### Your objective
With all images omitted, write out the records word for word.

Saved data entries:
.....

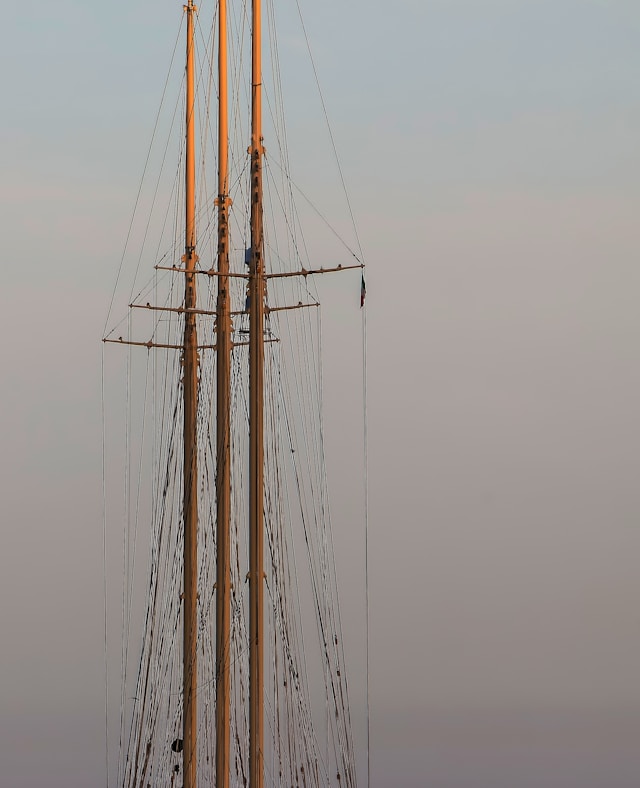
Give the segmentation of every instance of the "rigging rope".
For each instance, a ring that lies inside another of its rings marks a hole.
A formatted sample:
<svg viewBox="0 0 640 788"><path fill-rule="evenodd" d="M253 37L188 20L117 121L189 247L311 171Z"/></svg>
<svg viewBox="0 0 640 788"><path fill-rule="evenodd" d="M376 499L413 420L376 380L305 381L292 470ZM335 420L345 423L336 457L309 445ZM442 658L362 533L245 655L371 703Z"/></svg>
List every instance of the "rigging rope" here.
<svg viewBox="0 0 640 788"><path fill-rule="evenodd" d="M366 710L367 710L367 788L371 784L371 716L369 684L369 437L367 418L367 307L362 312L362 451L364 465L364 588L365 588L365 643L366 643Z"/></svg>
<svg viewBox="0 0 640 788"><path fill-rule="evenodd" d="M109 586L107 573L107 426L105 414L104 343L100 364L100 410L102 421L102 593L104 595L104 757L107 788L109 788Z"/></svg>
<svg viewBox="0 0 640 788"><path fill-rule="evenodd" d="M163 107L163 104L164 104L164 97L165 97L165 94L167 92L167 87L169 85L169 78L171 76L171 72L173 71L173 61L174 61L174 58L175 58L175 55L176 55L176 50L178 48L178 43L180 42L181 33L182 33L182 24L180 24L180 29L178 30L178 34L176 35L176 40L175 40L175 43L173 45L173 52L171 54L171 61L169 63L169 68L167 70L167 76L166 76L166 79L165 79L164 88L162 89L162 95L160 97L160 106L158 107L158 112L156 113L156 119L155 119L155 123L153 125L153 132L151 133L151 141L149 142L149 148L147 150L147 156L145 158L144 167L142 168L142 175L140 176L140 184L138 186L138 192L136 194L136 199L135 199L134 205L133 205L133 211L131 213L131 220L129 222L129 229L127 230L127 236L125 238L124 248L122 250L122 255L120 256L120 263L118 265L118 272L116 274L116 280L115 280L114 285L113 285L113 292L111 293L111 300L109 302L109 309L107 310L107 316L105 318L104 327L102 329L103 336L106 333L107 326L109 325L109 319L111 317L111 310L113 309L113 303L114 303L114 300L115 300L115 297L116 297L116 292L117 292L117 289L118 289L118 283L120 281L120 275L122 273L122 267L124 265L124 260L125 260L125 256L126 256L126 253L127 253L127 248L129 246L129 239L131 238L131 232L133 230L133 222L135 220L136 212L138 210L138 204L140 202L140 195L142 194L142 186L144 184L144 179L145 179L145 176L147 174L147 167L149 166L149 161L150 161L150 158L151 158L151 150L153 148L153 141L155 139L156 132L158 130L158 124L160 123L160 116L161 116L162 107Z"/></svg>
<svg viewBox="0 0 640 788"><path fill-rule="evenodd" d="M309 42L309 36L307 35L307 28L304 24L304 19L302 17L302 9L300 8L300 0L296 0L296 7L298 9L298 16L300 17L300 25L302 27L302 32L304 34L305 44L307 46L307 52L309 54L309 60L311 61L311 67L313 69L313 76L315 78L316 87L318 89L318 96L320 97L320 102L322 103L322 111L324 113L324 119L327 126L327 132L329 134L329 139L331 140L331 147L333 148L333 155L335 156L336 165L338 167L338 173L340 174L340 181L342 183L342 189L344 192L345 200L347 202L347 208L349 209L349 215L351 216L351 224L353 226L353 231L356 236L356 241L358 244L358 249L360 251L360 259L364 261L364 253L362 251L362 244L360 243L360 236L358 234L358 228L356 226L355 216L353 214L353 209L351 207L351 200L349 199L349 193L347 191L347 184L344 179L344 174L342 172L342 166L340 164L340 157L338 156L338 149L336 147L335 139L333 136L333 130L331 128L331 123L329 122L329 114L327 112L327 106L325 104L324 95L322 94L322 89L320 88L320 79L318 77L318 71L316 69L316 62L313 57L313 53L311 52L311 43Z"/></svg>

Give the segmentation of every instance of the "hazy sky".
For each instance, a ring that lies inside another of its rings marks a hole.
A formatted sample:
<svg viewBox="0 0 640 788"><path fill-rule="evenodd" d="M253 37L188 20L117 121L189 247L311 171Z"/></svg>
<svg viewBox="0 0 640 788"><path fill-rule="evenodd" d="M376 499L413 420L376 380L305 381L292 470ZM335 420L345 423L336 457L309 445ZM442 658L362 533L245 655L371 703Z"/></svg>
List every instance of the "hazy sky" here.
<svg viewBox="0 0 640 788"><path fill-rule="evenodd" d="M313 6L368 261L371 784L635 788L640 6ZM3 12L7 788L104 785L99 340L180 14Z"/></svg>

.....

### Reply to the exercise
Give the segmentation of every instance of the "rigging rope".
For each instance, a ring that lies inside another of its rings marks a hole.
A formatted sample:
<svg viewBox="0 0 640 788"><path fill-rule="evenodd" d="M253 37L188 20L117 121L189 247L311 171Z"/></svg>
<svg viewBox="0 0 640 788"><path fill-rule="evenodd" d="M376 499L413 420L376 380L305 381L292 470ZM335 420L345 423L336 457L309 445ZM442 658L362 533L245 655L371 703Z"/></svg>
List every instance of the "rigging rope" here.
<svg viewBox="0 0 640 788"><path fill-rule="evenodd" d="M366 710L367 710L367 788L371 784L371 716L369 684L369 437L367 418L367 307L362 312L362 451L364 465L364 588L365 588L365 643L366 643Z"/></svg>
<svg viewBox="0 0 640 788"><path fill-rule="evenodd" d="M109 586L107 573L107 426L105 414L104 343L100 364L100 410L102 421L102 593L104 595L104 757L107 788L109 788Z"/></svg>
<svg viewBox="0 0 640 788"><path fill-rule="evenodd" d="M163 107L163 104L164 104L164 97L165 97L165 94L167 92L167 87L169 85L169 78L171 76L171 72L173 71L173 61L174 61L174 58L175 58L175 55L176 55L176 50L178 48L178 43L180 42L181 33L182 33L182 24L180 24L180 29L178 30L178 34L176 35L176 40L175 40L175 43L173 45L173 52L171 54L171 61L169 63L169 68L167 70L167 76L166 76L166 79L165 79L164 88L162 89L162 95L160 97L160 106L158 107L158 112L156 113L156 119L155 119L155 123L153 125L153 132L151 133L151 141L149 142L149 148L147 150L147 156L145 158L144 167L142 168L142 175L140 176L140 184L138 186L138 192L136 194L136 199L135 199L134 205L133 205L133 211L131 213L131 220L129 222L129 229L127 230L127 236L125 238L124 248L122 250L122 255L120 256L120 263L118 265L118 272L116 274L116 280L115 280L114 285L113 285L113 292L111 293L111 300L109 302L109 309L107 310L107 316L105 318L104 327L102 329L103 336L106 333L107 326L109 325L109 319L111 317L111 310L113 309L113 303L114 303L114 300L115 300L115 297L116 297L116 292L117 292L117 289L118 289L118 283L120 281L120 275L122 273L122 267L124 265L124 260L125 260L125 256L126 256L126 253L127 253L127 248L129 246L129 239L131 238L131 232L133 230L133 222L135 220L136 212L138 210L138 204L140 202L140 195L142 194L142 186L144 184L144 179L145 179L145 176L147 174L147 167L149 166L149 161L150 161L150 158L151 158L151 150L153 148L153 141L155 139L156 132L158 130L158 124L160 123L160 116L161 116L162 107Z"/></svg>
<svg viewBox="0 0 640 788"><path fill-rule="evenodd" d="M309 42L309 36L307 35L307 28L304 24L304 19L302 17L302 9L300 8L300 0L296 0L296 7L298 9L298 16L300 17L300 25L302 27L302 32L304 34L305 44L307 46L307 52L309 54L309 60L311 61L311 67L313 69L313 76L315 78L316 87L318 89L318 96L320 97L320 102L322 103L322 111L324 113L324 119L327 126L327 132L329 134L329 139L331 140L331 147L333 148L333 155L335 156L336 165L338 167L338 173L340 174L340 181L342 183L342 189L344 192L345 200L347 202L347 208L349 209L349 215L351 216L351 224L353 226L353 231L356 236L356 241L358 244L358 249L360 251L360 259L364 261L364 253L362 251L362 244L360 243L360 236L358 234L358 228L356 226L355 216L353 214L353 209L351 207L351 200L349 199L349 193L347 191L347 184L344 179L344 174L342 172L342 166L340 164L340 157L338 156L338 149L336 147L335 139L333 136L333 130L331 128L331 123L329 122L329 114L327 112L327 106L325 104L324 95L322 94L322 89L320 88L320 79L318 77L318 71L316 69L316 62L313 57L313 53L311 52L311 43Z"/></svg>

Give the segmentation of every instance of the "hazy sky".
For each instance, a ring that lies inside another of its rings marks a hole.
A formatted sample:
<svg viewBox="0 0 640 788"><path fill-rule="evenodd" d="M253 37L188 20L117 121L189 247L311 171Z"/></svg>
<svg viewBox="0 0 640 788"><path fill-rule="evenodd" d="M376 499L413 420L376 380L305 381L292 470ZM335 420L345 423L336 457L309 445ZM442 658L362 533L245 655L371 703Z"/></svg>
List every instance of the "hazy sky" here.
<svg viewBox="0 0 640 788"><path fill-rule="evenodd" d="M313 6L368 261L371 784L635 788L640 6ZM3 12L7 788L104 785L99 340L180 14Z"/></svg>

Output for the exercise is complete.